Your objective:
One part of the entries below is wanted: the lines from the one containing "For every instance of the church" through the one containing "For every instance of the stone". Write those out exactly and nothing else.
===== Provided data =====
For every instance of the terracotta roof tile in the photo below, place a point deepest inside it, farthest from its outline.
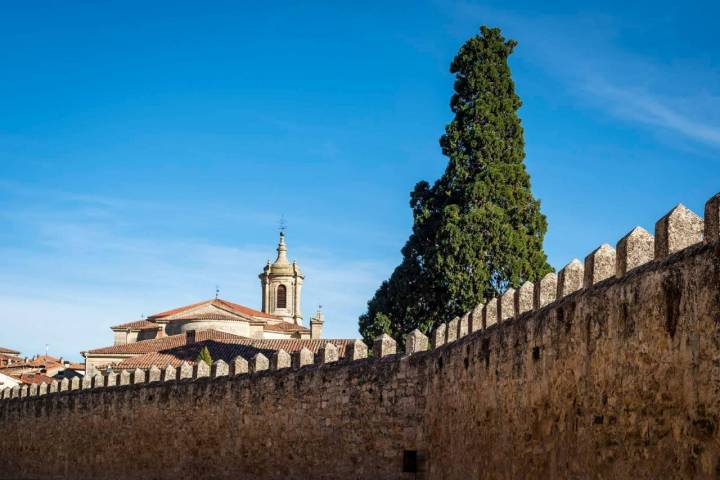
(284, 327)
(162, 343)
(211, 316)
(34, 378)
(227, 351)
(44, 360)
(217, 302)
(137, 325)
=====
===== Provided data =====
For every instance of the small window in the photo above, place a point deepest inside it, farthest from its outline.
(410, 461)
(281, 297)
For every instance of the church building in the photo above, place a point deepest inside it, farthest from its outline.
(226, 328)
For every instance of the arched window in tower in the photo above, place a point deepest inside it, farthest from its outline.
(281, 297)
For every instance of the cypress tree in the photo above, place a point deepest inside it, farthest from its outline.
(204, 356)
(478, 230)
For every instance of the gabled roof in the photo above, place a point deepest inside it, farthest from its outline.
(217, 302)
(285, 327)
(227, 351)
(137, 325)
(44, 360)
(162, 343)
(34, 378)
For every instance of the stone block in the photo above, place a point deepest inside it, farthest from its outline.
=====
Exercise solution:
For every instance of the church building in the photo above, place a point deepest inside it, farthest from its outline.
(226, 328)
For every instance of the arched window in tower in the photo above, place a point deepest inside it, farthest from its outline.
(281, 297)
For every instance of the cypress tree in the photo above, place a point deepest inside it, farthest from its outline.
(204, 356)
(478, 230)
For every instance of the gabled roof in the photo above, place a point deepest inside it, farthest from its outline.
(217, 302)
(285, 327)
(227, 351)
(137, 325)
(44, 360)
(162, 343)
(34, 378)
For every instance of the stone block in the photo above, place a point deepest inside it, farthest from its outline.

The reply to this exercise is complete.